(Source material Opens)

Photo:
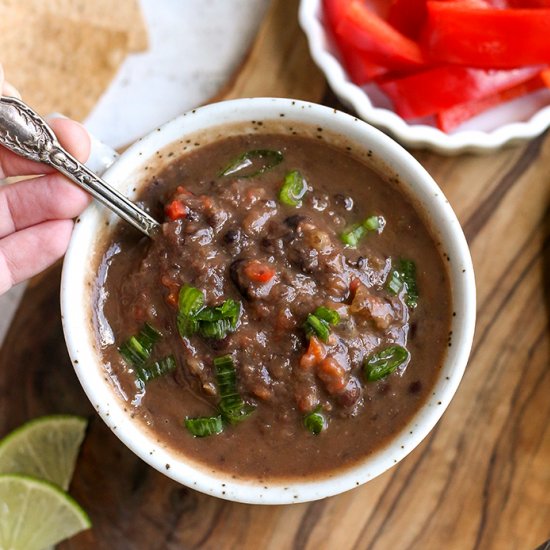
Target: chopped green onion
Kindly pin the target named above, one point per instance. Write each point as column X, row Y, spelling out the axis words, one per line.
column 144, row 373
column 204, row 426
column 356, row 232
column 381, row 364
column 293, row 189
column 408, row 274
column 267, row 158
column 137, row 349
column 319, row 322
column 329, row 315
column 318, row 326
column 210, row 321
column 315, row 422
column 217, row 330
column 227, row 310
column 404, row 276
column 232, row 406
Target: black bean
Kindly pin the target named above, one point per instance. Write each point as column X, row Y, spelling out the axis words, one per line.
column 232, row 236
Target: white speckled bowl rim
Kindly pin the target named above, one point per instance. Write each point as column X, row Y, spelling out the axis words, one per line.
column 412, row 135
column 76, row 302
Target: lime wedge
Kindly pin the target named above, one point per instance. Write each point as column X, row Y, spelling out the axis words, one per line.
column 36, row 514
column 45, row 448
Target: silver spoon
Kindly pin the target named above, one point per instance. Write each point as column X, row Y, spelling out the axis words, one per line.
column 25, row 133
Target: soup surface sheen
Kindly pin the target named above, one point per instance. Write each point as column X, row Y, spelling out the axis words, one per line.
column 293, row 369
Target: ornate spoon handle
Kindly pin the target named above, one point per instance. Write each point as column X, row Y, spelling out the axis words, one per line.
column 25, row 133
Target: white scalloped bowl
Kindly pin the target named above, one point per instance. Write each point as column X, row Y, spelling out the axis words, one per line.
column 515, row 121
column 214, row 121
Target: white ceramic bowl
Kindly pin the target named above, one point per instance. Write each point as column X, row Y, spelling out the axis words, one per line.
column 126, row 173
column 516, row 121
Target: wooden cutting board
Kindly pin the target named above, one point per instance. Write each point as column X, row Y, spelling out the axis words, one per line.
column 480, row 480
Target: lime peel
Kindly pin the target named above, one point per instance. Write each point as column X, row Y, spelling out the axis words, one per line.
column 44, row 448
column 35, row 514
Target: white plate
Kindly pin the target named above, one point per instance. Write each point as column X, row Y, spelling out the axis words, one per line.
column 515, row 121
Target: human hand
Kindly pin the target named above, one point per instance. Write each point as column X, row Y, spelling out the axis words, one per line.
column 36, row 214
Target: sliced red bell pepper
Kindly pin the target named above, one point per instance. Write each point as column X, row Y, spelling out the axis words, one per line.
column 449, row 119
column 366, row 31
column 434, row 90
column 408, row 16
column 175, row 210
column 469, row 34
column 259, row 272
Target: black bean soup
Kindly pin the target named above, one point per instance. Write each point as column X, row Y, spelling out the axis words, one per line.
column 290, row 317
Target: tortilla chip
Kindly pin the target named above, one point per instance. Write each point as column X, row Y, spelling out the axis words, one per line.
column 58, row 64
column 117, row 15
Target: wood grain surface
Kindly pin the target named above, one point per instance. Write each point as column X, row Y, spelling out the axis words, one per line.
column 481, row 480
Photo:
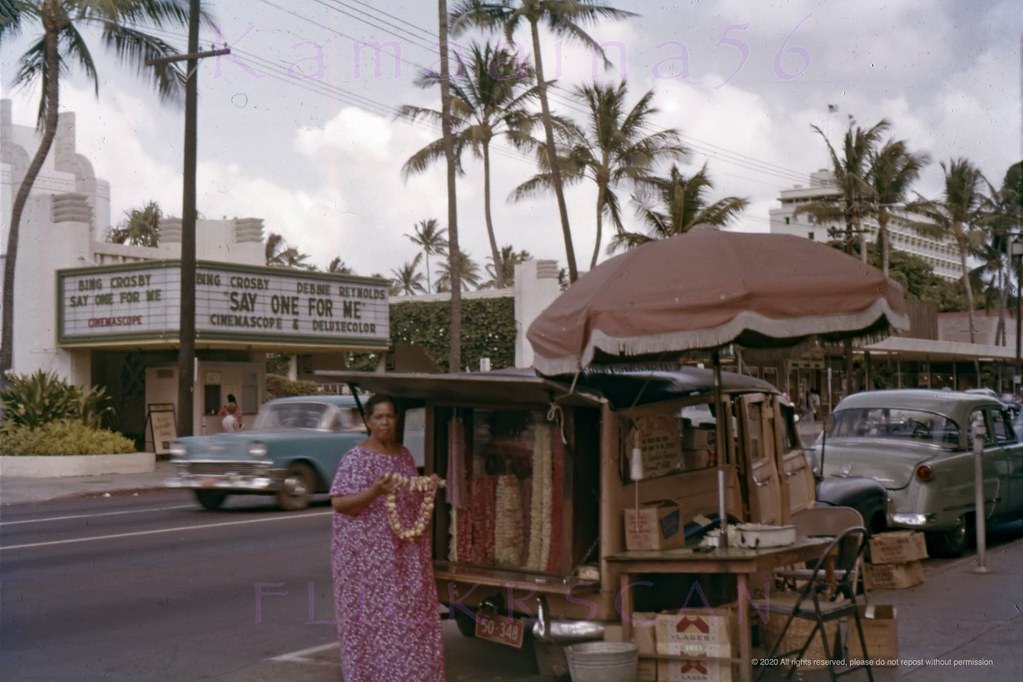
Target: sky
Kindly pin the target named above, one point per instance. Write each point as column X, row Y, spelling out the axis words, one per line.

(Source material Closes)
(Source material Opens)

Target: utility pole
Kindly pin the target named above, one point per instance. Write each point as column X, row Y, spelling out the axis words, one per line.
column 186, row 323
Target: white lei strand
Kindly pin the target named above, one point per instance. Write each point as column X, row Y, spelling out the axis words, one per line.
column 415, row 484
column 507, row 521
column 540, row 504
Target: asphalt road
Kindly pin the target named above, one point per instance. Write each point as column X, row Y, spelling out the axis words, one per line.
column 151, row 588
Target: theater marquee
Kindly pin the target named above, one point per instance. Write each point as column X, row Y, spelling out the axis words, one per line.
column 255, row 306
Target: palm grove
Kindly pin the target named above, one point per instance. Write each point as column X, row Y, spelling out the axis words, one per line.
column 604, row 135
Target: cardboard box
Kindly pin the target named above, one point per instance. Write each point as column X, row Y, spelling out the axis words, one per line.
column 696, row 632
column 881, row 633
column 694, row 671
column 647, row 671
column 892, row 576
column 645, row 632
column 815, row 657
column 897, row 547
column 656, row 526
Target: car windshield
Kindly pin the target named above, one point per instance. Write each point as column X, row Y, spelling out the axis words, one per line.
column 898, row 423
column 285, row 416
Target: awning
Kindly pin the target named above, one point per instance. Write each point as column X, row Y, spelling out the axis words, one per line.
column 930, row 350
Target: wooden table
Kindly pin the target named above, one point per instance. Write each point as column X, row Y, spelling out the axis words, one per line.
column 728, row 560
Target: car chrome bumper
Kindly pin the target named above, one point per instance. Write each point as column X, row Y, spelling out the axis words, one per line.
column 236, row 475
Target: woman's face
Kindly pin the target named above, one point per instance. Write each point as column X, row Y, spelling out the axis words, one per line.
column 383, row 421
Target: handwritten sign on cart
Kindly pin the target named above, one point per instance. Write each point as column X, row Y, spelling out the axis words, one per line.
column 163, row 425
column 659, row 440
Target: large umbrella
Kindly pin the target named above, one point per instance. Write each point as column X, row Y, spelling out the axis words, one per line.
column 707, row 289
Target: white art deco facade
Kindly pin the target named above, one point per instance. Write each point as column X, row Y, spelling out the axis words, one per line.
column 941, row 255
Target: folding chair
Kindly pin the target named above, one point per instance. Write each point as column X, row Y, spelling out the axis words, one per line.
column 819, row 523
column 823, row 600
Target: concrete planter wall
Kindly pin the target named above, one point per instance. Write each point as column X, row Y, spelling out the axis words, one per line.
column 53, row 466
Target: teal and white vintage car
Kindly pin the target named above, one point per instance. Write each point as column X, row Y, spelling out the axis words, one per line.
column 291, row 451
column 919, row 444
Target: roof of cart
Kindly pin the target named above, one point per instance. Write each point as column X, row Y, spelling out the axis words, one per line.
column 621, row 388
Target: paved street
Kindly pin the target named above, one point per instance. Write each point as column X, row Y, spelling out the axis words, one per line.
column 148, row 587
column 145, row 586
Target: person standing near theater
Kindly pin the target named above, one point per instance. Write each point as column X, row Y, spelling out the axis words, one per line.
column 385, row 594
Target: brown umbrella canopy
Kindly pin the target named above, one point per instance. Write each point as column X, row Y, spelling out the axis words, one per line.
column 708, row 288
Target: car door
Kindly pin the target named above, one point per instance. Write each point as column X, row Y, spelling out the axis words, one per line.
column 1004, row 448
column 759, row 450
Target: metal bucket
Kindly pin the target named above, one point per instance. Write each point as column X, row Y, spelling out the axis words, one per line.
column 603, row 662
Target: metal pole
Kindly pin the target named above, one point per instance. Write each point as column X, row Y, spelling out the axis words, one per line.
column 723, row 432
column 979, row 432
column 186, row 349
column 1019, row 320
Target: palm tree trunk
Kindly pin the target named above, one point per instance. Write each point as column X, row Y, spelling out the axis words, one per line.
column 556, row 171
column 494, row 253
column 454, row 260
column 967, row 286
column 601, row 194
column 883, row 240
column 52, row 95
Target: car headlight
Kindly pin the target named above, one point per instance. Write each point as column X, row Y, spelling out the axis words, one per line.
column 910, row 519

(Source material Closes)

Problem statement - Keep both end lines and retype everything in the records above from the line containing "Target: soup surface sheen" through the line containing "Target: white scalloped bowl", exactly, with nothing else.

Solution for this problem -
Target: soup surface sheen
Kindly pin the target named above, one point per instance. Write each point as column X, row Y, spelling out the axis words, one per line.
column 293, row 369
Target: ornate spoon handle
Kindly pin the target named above, one point per instance. Write each point as column X, row Y, spelling out the axis words, one per line.
column 25, row 133
Target: white scalloped bowl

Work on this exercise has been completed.